WHAT TO WORK ON –
Answer these questions from the interview with Alba Zari below.
(a) Which town does she name as her hometown?
(b) What does she say she can see right now?
(c) Which curator does she name in her favorite collaboration?

PASSAGE FOR REVIEW –
◆ ◆ ◆ ◆

15 Questions with… Alba Zari

An old analogue family photo, the print has been painted over, obscuring the father's face.
The Y

How are you at the moment?

I am very good, I just came back to my hometown in Trieste (Italy) after the difficult lockdown in the U.K. I am really happy to be back home. 

What is your morning ritual? How does your day begin? 

My day starts with a coffee and a morning run. 

What, right now, can you see? 

The sea.

A pair of photographs, a scanned family album above a photograph of a woman and child, the woman holds a flashcard saying 'daddy'.
The Y

What artist, project, book would you recommend we see/follow?

Simon Lehner.

Tell us about your process when starting a new project

I start with a very research period—months, years, and it becomes part of the process and part of the work.

What has been your favourite collaboration? 

My most recent collaboration with curator Aaron Schuman with my project, Occult, which was part of the group exhibition In Progress at the RPS, Bristol. The work is still ongoing, but it was very helpful to have his view and opinion on how to exhibit the project in its early stage.

◆ ◆ ◆ ◆

LISTED ENTRIES –
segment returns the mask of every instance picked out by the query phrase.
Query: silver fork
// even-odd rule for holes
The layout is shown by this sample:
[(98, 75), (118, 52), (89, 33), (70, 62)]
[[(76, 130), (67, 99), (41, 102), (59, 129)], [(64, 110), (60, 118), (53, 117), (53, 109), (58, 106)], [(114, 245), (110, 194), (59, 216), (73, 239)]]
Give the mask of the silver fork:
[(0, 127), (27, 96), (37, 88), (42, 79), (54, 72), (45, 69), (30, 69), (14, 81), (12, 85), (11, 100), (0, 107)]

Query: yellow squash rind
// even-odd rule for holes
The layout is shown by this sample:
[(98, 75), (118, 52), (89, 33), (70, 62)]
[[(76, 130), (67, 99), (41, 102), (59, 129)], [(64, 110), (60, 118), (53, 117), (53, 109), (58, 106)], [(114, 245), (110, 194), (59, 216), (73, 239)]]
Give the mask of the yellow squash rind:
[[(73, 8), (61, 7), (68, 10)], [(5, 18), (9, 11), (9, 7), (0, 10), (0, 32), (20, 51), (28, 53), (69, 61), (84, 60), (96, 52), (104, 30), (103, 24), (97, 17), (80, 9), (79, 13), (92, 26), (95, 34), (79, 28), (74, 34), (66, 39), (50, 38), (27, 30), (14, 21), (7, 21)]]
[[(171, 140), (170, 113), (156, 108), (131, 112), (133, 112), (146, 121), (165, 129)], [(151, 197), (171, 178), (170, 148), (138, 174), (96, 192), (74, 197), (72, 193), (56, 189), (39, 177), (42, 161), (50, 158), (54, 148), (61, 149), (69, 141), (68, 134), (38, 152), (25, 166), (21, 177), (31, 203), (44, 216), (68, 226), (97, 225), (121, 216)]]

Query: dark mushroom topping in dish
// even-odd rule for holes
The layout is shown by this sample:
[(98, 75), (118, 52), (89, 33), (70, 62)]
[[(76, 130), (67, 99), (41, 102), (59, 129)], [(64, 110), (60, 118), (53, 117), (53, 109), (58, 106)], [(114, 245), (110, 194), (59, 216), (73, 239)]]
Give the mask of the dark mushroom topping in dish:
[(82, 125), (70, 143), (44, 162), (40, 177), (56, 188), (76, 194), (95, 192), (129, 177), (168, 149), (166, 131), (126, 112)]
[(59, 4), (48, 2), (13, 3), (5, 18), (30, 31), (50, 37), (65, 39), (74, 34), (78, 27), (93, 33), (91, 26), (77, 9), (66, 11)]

◆ ◆ ◆ ◆

TASK SOLUTION –
(a) Trieste, Italy.
(b) The sea.
(c) Aaron Schuman.